**DOCUMENT TEXT**:
## Start
CODEWITHSUNDEEP
javascriptphpjquery
pesk1
pesk1

Reputation: 3

jQuery php variable problems

I'm trying to catch the correct variable in this jQuery function but whatever the button I click, the alert always shows the name of the first label that I have. Any ideas? Thank you.

<html>
<head>
<script type="text/javascript" src="http://ajax.googleapis.com/ajax/libs/jquery/1.3.0/jquery.min.js"></script>
<script type="text/javascript">
$( document ).ready(function() {
    $(".submit").click(function() {
    var name = $("#name").val();
    alert(name);
    });
    });
</script>
</head>

<body>
<?php
include("connection.php"); 
$link=connect(); 
$result=mysql_query("select * from names",$link);

if (mysql_fetch_array($result) == 0)
{
    echo "No names registered. Add one";
}
else
{
    while($row=mysql_fetch_array($result))
    {
        echo "<html>
        <label>".$row["name"]."</label>
        <input type='button' class='submit' value='Delete'>
        <input type='hidden' id='name' value=".$row["name"].">
        <br>
        </html>";     
    }

    mysql_free_result($result);
    mysql_close($link);
}
?>  
</body>
</html>

Upvotes: 0

Views: 81

Answers (4)

a2345sooted
a2345sooted

Reputation: 599

In addition to some of the other answers, you don't really need the hidden input. Could just change the button input to:

<input type='button' class='submit' name='".$row["name"]."' value='Delete'>

Then change your JQuery selector to:

var name = $(this).attr('name');

Upvotes: 0

jeroen
jeroen

Reputation: 91734

You are re-using the same id - name - multiple times:

while($row=mysql_fetch_array($result))
{
    echo "<html>
    <label>".$row["name"]."</label>
    <input type='button' class='submit' value='Delete'>
    <input type='hidden' id='name' value=".$row["name"].">
    <br>
    </html>";     
}

You should wrap your fields in individual forms (not html elements) and use the name attribute:

while($row=mysql_fetch_array($result))
## End
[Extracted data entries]
## Start
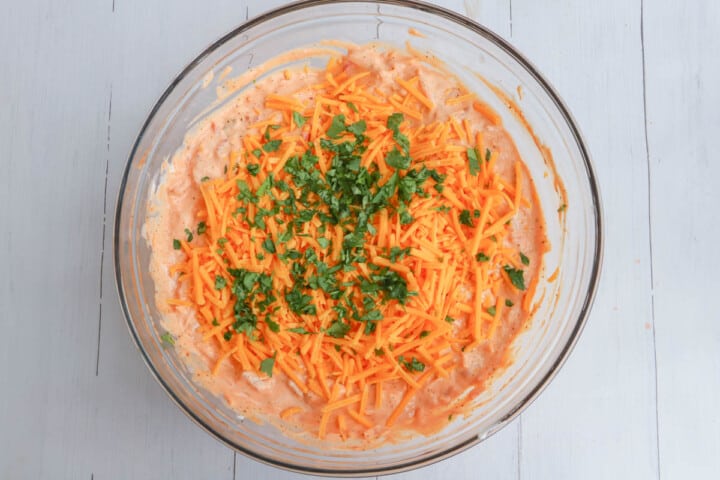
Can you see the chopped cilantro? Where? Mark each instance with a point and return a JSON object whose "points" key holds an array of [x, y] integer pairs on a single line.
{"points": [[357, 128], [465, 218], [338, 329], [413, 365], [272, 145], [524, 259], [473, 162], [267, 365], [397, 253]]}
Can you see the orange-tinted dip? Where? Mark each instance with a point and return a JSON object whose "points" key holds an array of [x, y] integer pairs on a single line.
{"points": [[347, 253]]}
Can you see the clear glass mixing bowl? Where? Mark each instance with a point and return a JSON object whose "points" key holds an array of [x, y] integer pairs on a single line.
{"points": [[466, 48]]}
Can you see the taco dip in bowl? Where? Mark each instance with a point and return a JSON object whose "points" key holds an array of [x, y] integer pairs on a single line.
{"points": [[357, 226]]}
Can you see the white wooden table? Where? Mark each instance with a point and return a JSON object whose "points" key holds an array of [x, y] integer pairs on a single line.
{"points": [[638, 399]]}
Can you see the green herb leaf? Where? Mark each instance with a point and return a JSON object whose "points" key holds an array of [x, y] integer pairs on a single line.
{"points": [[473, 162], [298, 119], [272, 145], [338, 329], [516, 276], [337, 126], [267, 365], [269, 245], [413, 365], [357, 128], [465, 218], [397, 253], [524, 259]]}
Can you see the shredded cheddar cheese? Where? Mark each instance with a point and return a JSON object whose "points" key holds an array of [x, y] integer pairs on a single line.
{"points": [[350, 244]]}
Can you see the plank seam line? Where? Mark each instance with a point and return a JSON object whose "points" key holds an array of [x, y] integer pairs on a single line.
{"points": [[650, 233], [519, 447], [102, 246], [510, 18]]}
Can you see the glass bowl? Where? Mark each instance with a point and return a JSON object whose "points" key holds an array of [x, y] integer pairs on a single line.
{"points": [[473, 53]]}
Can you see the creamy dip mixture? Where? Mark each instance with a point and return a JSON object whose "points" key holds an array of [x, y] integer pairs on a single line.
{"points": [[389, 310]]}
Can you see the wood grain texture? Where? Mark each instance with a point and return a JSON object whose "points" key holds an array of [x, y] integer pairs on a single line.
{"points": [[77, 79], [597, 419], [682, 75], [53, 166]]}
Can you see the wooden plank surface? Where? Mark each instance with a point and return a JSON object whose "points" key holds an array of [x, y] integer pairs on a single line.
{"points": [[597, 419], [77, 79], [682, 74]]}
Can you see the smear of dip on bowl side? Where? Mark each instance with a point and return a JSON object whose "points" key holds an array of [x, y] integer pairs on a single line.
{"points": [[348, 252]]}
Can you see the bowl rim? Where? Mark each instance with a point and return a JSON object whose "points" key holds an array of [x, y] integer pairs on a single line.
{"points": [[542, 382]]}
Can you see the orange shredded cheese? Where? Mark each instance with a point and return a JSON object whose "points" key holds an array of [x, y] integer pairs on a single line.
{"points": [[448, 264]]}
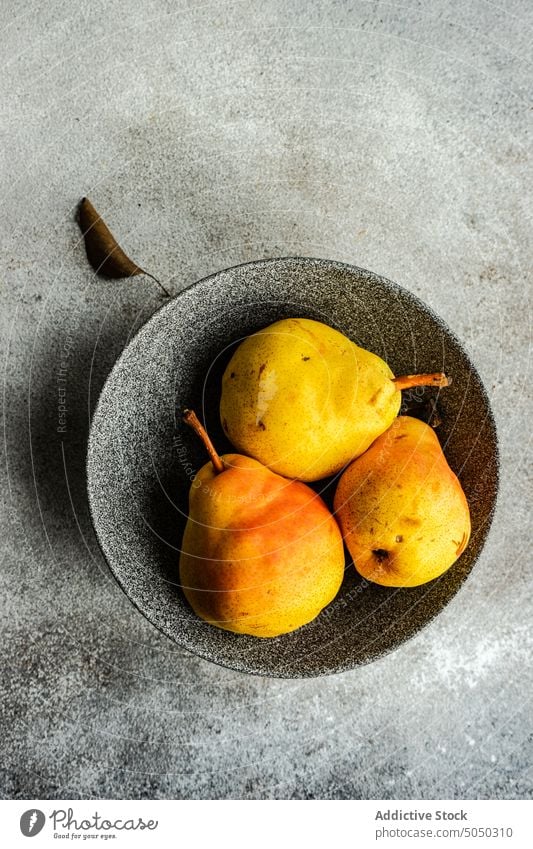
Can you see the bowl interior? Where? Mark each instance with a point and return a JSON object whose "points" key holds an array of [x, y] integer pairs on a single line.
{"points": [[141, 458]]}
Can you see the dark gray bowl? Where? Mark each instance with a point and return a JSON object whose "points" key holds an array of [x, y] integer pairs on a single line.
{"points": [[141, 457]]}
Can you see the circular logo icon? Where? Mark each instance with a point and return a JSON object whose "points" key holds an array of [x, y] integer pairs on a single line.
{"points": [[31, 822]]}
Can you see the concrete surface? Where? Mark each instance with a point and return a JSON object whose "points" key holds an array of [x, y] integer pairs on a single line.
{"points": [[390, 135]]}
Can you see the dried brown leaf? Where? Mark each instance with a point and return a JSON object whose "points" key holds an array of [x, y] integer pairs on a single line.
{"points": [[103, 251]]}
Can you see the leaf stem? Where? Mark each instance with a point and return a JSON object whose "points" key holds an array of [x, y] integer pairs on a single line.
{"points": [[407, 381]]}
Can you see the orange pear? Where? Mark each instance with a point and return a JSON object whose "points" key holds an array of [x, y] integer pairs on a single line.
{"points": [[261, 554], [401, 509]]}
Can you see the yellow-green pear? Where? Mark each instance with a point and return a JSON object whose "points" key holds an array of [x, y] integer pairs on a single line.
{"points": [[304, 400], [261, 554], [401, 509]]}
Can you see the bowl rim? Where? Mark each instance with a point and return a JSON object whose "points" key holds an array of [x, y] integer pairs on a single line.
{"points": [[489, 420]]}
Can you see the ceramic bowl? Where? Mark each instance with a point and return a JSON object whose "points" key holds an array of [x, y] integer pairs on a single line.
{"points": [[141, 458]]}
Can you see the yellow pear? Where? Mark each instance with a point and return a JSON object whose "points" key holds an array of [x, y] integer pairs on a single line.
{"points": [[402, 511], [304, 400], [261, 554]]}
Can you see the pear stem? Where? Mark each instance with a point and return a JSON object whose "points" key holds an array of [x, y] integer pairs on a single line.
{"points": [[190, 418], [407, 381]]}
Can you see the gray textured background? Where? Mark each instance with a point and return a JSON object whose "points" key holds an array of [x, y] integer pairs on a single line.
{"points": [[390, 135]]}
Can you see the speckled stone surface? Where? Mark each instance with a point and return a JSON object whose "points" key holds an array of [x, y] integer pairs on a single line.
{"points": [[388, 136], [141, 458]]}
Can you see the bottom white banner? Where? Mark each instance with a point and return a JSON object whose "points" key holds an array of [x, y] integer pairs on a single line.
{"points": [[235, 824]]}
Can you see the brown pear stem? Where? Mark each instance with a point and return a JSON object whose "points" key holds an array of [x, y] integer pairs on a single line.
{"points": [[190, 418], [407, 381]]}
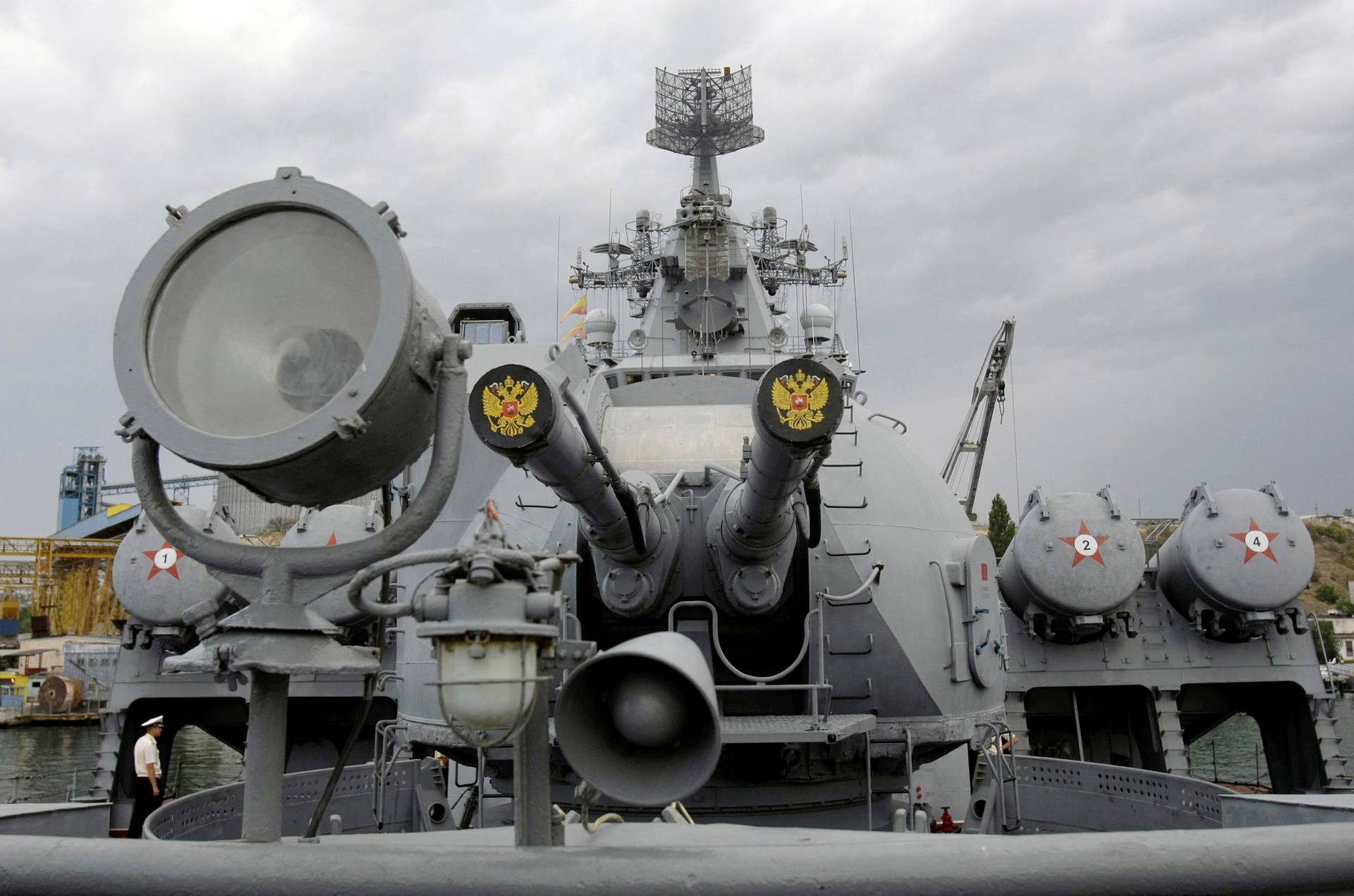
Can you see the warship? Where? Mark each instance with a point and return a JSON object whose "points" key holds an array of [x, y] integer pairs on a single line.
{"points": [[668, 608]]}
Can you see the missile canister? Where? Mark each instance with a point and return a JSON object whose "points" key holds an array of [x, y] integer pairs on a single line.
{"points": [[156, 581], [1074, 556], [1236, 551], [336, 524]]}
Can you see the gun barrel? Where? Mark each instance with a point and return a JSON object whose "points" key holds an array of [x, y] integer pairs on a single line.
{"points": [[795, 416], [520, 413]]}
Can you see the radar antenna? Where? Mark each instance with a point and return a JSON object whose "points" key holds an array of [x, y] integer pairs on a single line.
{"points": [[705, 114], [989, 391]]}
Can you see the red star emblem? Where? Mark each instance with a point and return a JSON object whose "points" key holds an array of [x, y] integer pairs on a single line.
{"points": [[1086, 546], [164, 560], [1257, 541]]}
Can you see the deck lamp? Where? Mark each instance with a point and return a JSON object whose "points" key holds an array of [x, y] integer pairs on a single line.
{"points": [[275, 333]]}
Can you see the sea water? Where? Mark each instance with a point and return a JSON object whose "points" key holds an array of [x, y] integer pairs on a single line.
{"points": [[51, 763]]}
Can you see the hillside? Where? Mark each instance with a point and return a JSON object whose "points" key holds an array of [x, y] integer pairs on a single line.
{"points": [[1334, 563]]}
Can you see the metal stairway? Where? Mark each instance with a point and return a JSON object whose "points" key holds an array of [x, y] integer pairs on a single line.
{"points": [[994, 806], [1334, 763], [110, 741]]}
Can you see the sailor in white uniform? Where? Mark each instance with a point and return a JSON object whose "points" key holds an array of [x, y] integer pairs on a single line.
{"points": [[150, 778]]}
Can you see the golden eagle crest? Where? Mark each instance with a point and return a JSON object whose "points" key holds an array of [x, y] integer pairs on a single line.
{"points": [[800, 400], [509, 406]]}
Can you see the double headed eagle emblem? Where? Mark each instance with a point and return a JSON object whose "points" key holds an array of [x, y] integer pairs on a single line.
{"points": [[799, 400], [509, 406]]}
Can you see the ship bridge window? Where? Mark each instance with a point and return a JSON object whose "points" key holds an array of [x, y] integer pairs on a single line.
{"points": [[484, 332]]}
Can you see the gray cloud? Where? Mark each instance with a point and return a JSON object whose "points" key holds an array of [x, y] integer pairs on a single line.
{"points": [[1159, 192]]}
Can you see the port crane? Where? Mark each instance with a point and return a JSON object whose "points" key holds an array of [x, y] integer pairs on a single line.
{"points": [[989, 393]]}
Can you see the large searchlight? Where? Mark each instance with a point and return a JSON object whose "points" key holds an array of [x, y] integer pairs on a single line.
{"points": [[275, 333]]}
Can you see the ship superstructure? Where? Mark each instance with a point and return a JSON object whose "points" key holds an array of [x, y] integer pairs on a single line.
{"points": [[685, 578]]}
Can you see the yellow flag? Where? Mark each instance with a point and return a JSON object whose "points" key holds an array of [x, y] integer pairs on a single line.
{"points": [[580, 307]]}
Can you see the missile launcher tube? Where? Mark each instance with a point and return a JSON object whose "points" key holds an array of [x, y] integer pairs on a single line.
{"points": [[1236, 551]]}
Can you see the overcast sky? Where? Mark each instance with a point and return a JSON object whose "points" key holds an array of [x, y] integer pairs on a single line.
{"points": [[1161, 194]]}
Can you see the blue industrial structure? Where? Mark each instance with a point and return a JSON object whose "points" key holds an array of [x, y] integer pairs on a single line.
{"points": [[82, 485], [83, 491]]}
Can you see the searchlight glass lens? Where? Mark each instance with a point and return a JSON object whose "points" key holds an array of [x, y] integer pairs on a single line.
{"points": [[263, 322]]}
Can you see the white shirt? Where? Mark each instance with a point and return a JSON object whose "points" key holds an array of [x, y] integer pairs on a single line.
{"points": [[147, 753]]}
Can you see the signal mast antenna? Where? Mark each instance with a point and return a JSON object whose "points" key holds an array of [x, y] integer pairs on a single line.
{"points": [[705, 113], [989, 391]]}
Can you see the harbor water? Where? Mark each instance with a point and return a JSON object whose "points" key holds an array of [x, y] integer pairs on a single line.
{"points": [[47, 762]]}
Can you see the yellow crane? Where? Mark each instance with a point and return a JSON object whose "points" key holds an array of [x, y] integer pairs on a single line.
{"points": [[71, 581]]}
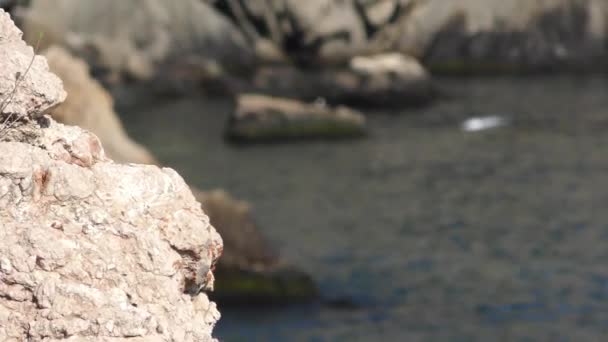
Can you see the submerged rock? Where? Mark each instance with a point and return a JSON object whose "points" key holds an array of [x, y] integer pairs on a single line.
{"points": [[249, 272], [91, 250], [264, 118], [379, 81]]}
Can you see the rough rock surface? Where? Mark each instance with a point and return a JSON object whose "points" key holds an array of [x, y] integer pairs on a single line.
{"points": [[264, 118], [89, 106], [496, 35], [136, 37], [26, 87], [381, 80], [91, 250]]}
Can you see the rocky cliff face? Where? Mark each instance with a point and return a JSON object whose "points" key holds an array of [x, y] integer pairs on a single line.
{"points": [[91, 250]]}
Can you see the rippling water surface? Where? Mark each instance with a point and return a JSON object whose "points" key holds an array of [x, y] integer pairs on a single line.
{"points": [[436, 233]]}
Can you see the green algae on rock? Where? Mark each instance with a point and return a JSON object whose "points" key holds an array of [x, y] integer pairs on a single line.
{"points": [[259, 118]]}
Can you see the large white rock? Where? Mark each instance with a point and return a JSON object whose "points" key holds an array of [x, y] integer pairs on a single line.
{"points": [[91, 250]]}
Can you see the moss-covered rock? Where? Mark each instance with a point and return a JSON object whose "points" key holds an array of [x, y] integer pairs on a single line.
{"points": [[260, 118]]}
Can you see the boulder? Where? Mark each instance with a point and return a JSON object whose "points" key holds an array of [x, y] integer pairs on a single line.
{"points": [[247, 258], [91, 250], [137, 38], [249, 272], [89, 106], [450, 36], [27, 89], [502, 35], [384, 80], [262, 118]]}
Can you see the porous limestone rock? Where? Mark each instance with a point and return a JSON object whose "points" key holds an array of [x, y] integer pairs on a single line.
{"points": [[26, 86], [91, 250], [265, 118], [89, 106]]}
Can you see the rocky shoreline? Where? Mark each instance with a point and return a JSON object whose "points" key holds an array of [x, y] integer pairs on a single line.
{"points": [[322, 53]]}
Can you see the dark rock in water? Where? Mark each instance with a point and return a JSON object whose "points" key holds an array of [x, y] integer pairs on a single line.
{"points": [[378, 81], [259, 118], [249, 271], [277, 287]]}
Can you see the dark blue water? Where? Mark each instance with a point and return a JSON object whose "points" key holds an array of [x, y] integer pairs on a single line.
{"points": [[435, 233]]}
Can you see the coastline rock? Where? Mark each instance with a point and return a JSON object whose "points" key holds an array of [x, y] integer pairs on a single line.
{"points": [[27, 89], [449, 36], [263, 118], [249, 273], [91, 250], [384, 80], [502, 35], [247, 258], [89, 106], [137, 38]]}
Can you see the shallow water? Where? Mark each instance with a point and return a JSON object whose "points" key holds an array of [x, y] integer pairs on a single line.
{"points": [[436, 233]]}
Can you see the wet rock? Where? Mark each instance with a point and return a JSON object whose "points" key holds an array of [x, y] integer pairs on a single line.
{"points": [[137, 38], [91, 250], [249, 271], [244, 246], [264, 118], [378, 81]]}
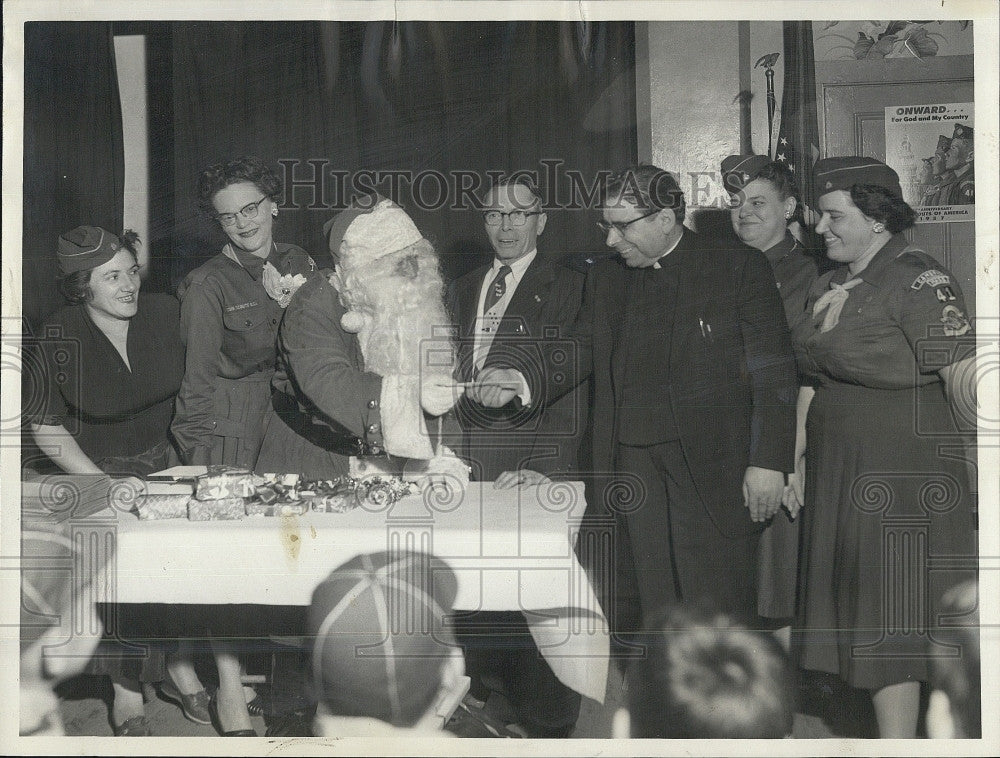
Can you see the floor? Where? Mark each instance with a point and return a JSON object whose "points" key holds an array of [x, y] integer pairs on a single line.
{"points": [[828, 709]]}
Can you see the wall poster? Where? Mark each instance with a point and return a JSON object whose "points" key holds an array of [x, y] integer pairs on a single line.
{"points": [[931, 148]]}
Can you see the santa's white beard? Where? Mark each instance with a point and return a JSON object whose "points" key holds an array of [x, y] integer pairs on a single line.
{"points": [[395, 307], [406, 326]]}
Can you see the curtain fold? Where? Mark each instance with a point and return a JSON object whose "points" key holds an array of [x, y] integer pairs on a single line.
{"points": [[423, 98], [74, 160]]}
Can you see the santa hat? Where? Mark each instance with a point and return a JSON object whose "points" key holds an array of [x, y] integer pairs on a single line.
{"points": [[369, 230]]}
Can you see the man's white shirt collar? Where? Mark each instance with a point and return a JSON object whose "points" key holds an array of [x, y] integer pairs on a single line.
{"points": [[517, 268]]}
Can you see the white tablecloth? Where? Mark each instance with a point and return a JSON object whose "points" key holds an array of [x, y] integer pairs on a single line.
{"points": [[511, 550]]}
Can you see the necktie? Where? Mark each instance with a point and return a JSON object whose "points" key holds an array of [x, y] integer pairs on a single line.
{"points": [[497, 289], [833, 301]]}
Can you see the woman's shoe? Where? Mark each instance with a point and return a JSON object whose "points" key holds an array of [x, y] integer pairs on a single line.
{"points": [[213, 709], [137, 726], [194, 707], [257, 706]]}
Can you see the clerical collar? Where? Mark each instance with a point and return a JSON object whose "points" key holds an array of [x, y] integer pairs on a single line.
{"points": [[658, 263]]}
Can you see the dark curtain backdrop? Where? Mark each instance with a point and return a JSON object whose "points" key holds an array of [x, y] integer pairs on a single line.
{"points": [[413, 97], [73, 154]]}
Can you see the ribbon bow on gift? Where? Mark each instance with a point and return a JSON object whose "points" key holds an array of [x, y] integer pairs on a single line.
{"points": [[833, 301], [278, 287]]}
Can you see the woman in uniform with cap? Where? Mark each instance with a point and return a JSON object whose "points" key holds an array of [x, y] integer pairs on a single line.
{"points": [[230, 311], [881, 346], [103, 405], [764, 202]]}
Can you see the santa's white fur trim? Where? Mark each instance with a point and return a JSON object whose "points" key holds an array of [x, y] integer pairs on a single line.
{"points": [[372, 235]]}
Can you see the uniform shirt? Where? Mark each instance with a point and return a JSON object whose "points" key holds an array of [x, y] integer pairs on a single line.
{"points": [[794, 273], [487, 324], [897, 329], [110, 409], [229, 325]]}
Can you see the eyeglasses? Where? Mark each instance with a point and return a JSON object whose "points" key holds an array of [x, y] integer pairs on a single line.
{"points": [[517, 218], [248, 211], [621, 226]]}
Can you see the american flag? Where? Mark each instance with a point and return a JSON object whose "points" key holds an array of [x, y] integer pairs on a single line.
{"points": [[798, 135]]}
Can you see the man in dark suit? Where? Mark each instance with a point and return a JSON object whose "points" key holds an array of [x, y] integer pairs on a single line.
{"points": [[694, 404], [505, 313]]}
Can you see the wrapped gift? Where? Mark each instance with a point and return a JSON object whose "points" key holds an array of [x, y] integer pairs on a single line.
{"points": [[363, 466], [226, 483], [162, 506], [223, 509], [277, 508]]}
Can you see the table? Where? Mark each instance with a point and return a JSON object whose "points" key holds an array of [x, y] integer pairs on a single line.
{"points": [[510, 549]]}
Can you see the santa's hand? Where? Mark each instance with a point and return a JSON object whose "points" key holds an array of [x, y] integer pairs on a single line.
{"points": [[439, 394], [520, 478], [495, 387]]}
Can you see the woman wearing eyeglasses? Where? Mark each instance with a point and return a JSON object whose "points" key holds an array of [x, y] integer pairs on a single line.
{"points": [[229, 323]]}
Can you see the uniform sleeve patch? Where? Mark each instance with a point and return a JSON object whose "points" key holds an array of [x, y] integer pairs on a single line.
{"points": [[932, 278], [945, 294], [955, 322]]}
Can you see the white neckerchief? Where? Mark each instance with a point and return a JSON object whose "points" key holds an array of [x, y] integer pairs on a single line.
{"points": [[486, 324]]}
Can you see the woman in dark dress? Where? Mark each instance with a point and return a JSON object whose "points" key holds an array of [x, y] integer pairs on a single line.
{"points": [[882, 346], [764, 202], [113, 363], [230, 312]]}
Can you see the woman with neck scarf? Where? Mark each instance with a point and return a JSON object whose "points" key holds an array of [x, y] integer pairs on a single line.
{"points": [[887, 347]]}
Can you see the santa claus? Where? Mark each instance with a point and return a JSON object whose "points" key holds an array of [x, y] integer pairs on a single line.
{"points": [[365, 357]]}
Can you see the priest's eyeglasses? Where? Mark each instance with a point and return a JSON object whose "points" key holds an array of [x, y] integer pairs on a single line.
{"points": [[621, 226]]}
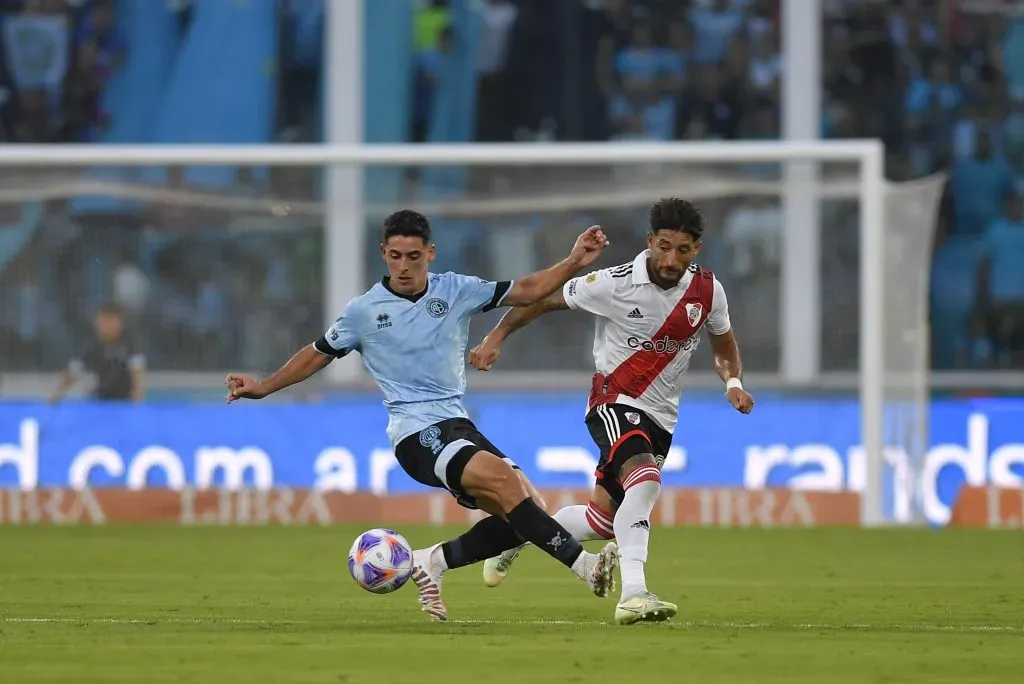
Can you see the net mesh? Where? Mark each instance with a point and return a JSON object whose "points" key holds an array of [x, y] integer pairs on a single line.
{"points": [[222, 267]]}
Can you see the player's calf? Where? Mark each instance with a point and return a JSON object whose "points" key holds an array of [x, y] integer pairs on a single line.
## End
**ACTIONS TO TAKE**:
**a.** Please list the usernames of everyone who posts in the forum thread.
**b.** Which jQuery version does the script tag in the forum thread's question load?

**RESPONSES TO THE EXERCISE**:
**a.** pesk1, a2345sooted, jeroen

**b.** Version 1.3.0.